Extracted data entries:
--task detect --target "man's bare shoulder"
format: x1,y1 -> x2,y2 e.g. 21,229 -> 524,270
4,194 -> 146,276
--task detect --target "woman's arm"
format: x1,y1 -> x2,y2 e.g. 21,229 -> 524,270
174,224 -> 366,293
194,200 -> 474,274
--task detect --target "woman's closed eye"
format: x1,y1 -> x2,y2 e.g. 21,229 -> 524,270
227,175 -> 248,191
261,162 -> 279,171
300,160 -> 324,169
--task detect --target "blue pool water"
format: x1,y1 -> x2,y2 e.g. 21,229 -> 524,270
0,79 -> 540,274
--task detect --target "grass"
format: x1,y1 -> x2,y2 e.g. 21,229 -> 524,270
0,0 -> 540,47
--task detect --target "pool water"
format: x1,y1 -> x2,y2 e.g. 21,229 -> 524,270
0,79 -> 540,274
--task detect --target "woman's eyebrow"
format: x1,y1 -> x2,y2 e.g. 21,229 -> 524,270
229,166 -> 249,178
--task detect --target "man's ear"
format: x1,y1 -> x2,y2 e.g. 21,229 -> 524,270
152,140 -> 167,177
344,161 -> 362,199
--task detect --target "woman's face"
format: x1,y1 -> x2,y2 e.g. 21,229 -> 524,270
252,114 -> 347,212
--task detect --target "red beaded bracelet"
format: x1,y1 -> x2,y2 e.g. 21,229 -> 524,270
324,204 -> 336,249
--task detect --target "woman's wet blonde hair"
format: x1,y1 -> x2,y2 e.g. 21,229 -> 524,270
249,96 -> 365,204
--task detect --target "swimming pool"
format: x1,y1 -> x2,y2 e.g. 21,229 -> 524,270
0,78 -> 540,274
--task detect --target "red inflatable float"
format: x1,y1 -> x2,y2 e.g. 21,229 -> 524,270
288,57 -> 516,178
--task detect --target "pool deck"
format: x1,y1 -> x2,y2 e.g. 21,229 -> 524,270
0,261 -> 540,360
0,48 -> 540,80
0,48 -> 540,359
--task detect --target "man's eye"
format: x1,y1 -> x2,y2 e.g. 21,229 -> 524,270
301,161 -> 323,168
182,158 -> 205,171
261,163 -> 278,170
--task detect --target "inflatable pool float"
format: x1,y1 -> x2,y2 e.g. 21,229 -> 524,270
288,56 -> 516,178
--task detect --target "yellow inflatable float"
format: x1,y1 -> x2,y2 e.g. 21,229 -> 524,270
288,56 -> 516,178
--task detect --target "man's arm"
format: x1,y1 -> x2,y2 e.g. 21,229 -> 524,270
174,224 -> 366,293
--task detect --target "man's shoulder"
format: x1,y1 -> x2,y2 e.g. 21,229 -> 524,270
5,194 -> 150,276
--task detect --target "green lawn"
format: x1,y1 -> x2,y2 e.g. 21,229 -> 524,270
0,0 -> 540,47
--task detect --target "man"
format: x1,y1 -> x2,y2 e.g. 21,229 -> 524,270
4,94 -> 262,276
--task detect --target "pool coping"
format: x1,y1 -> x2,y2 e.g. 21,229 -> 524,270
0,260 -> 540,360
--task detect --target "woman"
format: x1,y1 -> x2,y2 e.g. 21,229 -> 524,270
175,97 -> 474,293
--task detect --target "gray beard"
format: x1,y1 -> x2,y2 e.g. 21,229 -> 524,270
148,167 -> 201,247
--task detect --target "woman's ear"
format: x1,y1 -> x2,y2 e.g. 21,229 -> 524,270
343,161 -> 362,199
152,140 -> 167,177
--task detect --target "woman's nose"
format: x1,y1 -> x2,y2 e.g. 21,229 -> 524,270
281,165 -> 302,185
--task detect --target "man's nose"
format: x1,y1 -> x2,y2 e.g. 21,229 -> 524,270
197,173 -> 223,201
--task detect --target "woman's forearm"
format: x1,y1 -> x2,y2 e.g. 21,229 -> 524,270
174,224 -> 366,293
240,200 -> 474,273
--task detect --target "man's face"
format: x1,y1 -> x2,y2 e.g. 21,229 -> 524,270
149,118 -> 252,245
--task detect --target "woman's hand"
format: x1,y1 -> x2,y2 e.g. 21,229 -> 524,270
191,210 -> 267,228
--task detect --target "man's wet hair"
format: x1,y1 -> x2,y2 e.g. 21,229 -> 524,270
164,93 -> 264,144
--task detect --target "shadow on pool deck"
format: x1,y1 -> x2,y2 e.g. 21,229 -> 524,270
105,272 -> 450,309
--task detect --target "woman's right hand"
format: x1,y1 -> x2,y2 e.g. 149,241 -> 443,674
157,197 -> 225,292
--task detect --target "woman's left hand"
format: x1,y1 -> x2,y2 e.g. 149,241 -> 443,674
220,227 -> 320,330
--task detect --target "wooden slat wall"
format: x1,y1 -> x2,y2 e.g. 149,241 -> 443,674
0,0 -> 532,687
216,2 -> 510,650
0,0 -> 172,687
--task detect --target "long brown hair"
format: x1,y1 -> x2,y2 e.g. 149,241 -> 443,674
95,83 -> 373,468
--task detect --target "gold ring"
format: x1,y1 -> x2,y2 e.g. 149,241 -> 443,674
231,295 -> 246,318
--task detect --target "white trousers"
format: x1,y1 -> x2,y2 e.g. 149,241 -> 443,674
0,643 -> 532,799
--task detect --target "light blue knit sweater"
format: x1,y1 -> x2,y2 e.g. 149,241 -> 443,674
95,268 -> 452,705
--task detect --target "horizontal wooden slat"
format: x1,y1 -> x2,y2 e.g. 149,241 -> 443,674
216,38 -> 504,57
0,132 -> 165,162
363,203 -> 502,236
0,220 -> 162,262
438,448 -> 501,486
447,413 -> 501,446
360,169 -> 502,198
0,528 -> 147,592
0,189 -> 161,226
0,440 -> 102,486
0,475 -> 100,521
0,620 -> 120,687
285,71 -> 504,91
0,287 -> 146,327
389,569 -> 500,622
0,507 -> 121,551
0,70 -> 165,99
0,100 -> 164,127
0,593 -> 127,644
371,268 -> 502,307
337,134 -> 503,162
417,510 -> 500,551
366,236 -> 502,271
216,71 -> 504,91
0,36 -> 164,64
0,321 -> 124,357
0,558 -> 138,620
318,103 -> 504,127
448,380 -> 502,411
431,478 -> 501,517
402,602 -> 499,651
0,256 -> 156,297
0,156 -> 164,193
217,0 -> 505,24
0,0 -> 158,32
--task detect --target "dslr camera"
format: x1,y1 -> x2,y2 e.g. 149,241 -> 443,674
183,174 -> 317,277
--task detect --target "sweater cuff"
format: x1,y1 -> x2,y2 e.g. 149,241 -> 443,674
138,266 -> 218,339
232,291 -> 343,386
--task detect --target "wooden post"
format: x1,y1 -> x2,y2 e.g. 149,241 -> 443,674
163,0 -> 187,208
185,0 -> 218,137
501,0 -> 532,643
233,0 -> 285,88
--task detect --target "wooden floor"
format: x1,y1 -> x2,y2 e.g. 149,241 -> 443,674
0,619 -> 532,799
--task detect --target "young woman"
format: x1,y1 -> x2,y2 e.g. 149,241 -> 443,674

(EXERCISE DIRECTIONS): Gather every line of the data above that contains the string "hand". Matching is case-sensitive.

(SOLUTION TO THIS EXERCISE):
--task detect --target "woman's hand"
--task detect --target "woman's right hand"
--task detect --target "woman's left hand"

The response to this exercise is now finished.